Stated problem 1: Print the passage on IBM Parallel Environment components between "A parallel debugger" and "and system environment.", inclusive.

--- START OF Excerpted text ---

Component tour
In this chapter, we describe the client and server components that comprise the IBM Parallel Environment Developer Edition. We also describe the IBM Parallel Environment Runtime Edition, which is a companion to the Developer Edition.
This chapter contains the following sections:
2.1 Parallel Environment Runtime Edition components
IBM Parallel Environment (PE) Runtime Edition is a capability-rich development and execution environment for parallel applications. IBM PE Runtime Edition offers parallel application programming interfaces and execution environment for parallel applications.
Parallel Environment Runtime Edition includes the following components:
The Parallel Operating Environment (POE) for submitting and managing jobs.
The IBM MPI, PAMI, and LAPI libraries for communication between parallel tasks.
A parallel debugger (pdb) for debugging parallel programs.
2.1.1 Parallel Operating Environment (POE)
The IBM Parallel Operating Environment (POE) enables users to develop and execute parallel applications across multiple operating system images (nodes). POE includes parallel application compile scripts for programs written in C, C++, and Fortran, and a command-line interface to submit commands and applications in parallel. POE also provides an extensive set of options and additional functions to fine-tune the application environment to suit the execution of the application and system environment.

--- END OF Excerpted text ---
--- START OF Dataset rows ---

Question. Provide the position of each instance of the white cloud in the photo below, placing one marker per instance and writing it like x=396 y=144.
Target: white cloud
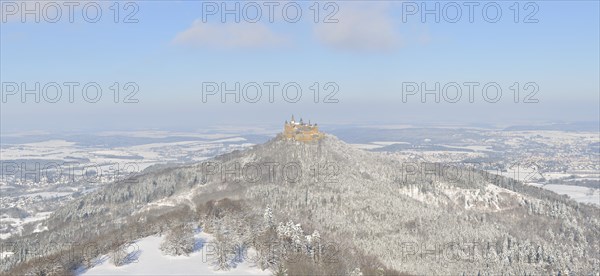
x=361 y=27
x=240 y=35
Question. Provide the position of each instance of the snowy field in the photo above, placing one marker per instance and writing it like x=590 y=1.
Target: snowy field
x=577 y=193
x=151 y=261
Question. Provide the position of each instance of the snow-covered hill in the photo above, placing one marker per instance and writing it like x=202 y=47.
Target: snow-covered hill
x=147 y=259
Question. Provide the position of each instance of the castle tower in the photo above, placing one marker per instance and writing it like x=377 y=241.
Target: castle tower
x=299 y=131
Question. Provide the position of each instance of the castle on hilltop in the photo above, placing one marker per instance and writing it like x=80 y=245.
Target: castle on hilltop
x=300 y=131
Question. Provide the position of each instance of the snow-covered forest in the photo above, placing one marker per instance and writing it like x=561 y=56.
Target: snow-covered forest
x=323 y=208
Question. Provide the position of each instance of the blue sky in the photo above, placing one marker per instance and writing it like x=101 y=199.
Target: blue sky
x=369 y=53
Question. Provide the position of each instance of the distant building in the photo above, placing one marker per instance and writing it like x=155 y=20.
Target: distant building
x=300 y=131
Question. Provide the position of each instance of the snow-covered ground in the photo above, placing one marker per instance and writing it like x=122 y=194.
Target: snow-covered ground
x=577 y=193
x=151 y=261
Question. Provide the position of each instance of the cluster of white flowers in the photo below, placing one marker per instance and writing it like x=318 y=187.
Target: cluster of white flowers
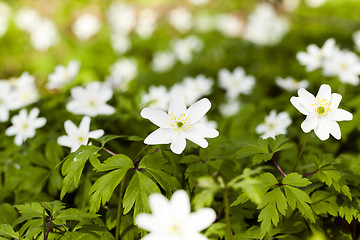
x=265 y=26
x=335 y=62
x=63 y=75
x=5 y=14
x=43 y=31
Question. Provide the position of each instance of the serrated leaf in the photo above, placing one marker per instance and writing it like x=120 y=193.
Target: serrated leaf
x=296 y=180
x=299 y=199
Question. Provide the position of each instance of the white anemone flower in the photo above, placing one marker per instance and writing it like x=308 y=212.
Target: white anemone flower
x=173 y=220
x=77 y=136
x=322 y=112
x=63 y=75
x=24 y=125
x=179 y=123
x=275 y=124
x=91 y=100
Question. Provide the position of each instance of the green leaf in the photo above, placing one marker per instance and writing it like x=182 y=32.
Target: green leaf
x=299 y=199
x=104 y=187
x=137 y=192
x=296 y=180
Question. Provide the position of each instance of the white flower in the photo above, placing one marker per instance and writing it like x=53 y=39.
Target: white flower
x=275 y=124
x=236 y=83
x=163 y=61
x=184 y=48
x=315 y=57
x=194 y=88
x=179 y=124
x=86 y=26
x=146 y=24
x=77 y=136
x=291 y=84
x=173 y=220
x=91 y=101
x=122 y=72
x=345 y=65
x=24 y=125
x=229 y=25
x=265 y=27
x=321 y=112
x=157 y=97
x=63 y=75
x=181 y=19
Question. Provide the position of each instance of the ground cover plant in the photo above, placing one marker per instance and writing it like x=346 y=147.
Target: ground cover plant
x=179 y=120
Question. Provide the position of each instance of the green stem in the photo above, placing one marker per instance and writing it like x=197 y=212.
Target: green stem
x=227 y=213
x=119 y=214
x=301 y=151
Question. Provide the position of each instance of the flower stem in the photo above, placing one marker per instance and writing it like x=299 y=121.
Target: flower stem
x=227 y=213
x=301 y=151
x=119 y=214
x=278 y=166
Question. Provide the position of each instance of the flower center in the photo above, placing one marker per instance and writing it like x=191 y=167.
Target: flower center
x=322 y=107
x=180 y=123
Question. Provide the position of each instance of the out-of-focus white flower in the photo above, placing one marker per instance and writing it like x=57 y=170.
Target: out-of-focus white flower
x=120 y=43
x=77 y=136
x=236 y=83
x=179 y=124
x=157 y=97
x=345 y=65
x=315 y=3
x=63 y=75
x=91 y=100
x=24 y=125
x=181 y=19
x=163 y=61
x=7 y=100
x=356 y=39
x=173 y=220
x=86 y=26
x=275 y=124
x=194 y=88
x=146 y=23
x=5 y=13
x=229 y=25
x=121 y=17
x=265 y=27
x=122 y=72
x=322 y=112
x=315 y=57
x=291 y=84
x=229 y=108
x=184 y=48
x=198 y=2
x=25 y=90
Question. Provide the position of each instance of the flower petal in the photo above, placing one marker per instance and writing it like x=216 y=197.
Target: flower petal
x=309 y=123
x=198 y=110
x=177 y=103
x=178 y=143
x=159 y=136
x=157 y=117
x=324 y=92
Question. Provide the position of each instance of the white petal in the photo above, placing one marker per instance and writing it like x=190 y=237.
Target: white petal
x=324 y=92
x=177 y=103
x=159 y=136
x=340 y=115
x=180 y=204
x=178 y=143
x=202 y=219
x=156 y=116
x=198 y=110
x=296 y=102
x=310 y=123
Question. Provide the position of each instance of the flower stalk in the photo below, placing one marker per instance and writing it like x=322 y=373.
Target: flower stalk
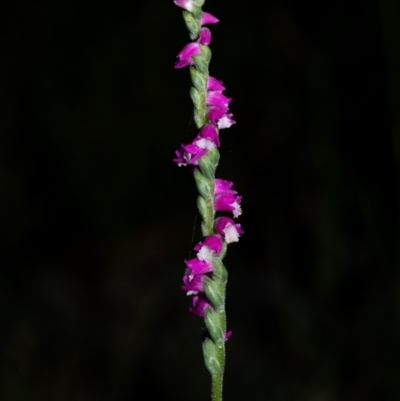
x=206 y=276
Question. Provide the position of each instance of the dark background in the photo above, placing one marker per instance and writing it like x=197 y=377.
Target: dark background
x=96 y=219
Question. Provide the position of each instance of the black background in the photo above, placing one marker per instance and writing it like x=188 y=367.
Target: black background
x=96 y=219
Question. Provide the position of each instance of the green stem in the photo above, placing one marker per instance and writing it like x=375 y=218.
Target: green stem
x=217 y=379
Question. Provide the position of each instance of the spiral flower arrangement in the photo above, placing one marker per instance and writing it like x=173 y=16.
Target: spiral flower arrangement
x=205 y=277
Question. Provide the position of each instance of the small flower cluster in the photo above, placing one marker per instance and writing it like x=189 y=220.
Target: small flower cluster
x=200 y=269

--- END OF Dataset rows ---
--- START OF Dataset rows ---

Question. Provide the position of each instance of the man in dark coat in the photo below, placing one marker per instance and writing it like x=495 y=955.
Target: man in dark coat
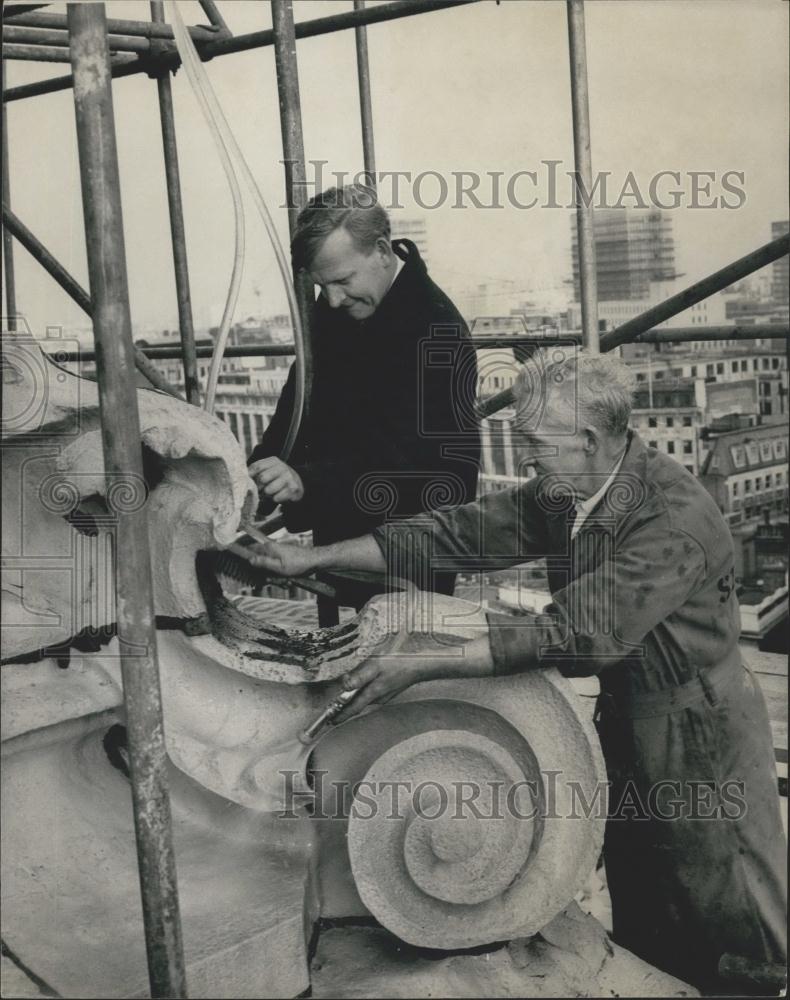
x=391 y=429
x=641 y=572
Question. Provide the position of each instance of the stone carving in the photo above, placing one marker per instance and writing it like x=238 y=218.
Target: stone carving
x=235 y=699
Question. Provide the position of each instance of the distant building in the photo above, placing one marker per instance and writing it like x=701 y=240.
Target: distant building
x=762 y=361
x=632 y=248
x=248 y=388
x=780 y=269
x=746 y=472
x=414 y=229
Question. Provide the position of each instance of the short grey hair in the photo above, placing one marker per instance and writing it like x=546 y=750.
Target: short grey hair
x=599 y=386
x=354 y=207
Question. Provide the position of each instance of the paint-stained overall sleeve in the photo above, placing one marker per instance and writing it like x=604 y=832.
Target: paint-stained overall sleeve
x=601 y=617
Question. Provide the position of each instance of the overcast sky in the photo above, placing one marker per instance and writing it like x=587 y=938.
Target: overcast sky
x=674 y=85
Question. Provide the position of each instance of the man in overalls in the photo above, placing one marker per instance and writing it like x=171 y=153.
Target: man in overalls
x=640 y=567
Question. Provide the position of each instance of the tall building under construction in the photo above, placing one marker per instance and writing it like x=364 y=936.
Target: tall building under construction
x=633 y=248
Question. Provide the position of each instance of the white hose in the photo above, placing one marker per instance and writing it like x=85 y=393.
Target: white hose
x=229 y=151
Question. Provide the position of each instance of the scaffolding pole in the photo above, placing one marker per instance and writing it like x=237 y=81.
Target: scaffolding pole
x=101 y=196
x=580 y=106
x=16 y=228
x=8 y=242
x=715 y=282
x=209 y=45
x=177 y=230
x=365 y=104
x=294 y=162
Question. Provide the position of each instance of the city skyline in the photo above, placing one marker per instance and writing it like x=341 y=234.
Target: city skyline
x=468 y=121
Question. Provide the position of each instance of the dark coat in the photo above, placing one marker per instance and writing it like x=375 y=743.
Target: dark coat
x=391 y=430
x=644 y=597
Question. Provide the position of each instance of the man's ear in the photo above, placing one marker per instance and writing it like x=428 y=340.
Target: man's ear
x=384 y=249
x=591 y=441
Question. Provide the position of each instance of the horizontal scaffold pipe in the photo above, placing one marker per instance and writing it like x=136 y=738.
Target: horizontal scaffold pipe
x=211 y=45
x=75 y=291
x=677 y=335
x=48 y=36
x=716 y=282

--- END OF Dataset rows ---

Stated problem 2: Reproduce the records between the lines holding "like x=122 y=194." and "x=278 y=166", inclusive, substituting "image" for "photo" and changing nothing else. Leave the pictures out.

Complete answer 1:
A parallel debugger (pdb) for debugging parallel programs.
2.1.1 Parallel Operating Environment (POE)
The IBM Parallel Operating Environment (POE) enables users to develop and execute parallel applications across multiple operating system images (nodes). POE includes parallel application compile scripts for programs written in C, C++, and Fortran, and a command-line interface to submit commands and applications in parallel. POE also provides an extensive set of options and additional functions to fine-tune the application environment to suit the execution of the application and system environment.

Complete answer 2:
Question. Provide the position of each instance of the snow-covered ground in the image above, placing one marker per instance and writing it like x=122 y=194.
Target: snow-covered ground
x=577 y=193
x=151 y=261
Question. Provide the position of each instance of the cluster of white flowers in the image below, placing one marker per instance and writing it like x=318 y=187.
Target: cluster of white flowers
x=265 y=26
x=335 y=62
x=63 y=75
x=5 y=14
x=43 y=31
Question. Provide the position of each instance of the serrated leaf in the image above, placing one marker per instance and writing it like x=120 y=193.
Target: serrated leaf
x=296 y=180
x=299 y=199
Question. Provide the position of each instance of the white anemone flower in the image above, placing one marker per instance and writing it like x=308 y=212.
Target: white anemone flower
x=173 y=220
x=77 y=136
x=322 y=112
x=63 y=75
x=24 y=125
x=179 y=123
x=275 y=124
x=91 y=100
Question. Provide the position of each instance of the green leaf in the image above, placing one marker per instance and writing it like x=182 y=32.
Target: green leaf
x=299 y=199
x=104 y=187
x=137 y=192
x=296 y=180
Question. Provide the position of each instance of the white flower in the image above, placing one marker per instance and writing it like x=53 y=39.
Target: white flower
x=275 y=124
x=236 y=83
x=163 y=61
x=184 y=48
x=315 y=57
x=194 y=88
x=179 y=124
x=86 y=26
x=146 y=24
x=77 y=136
x=291 y=84
x=173 y=220
x=91 y=101
x=122 y=72
x=345 y=65
x=24 y=125
x=229 y=25
x=265 y=27
x=321 y=112
x=157 y=97
x=63 y=75
x=181 y=19
Question. Provide the position of each instance of the ground cover plant in the image above, placing one marker per instance and writing it like x=346 y=147.
Target: ground cover plant
x=179 y=120
Question. Provide the position of each instance of the green stem in the image above, placing one marker per instance and writing it like x=197 y=212.
Target: green stem
x=227 y=213
x=119 y=214
x=301 y=151
Question. Provide the position of each instance of the flower stem in the image above, placing one marker per instance and writing it like x=299 y=121.
Target: flower stem
x=227 y=213
x=301 y=151
x=119 y=214
x=278 y=166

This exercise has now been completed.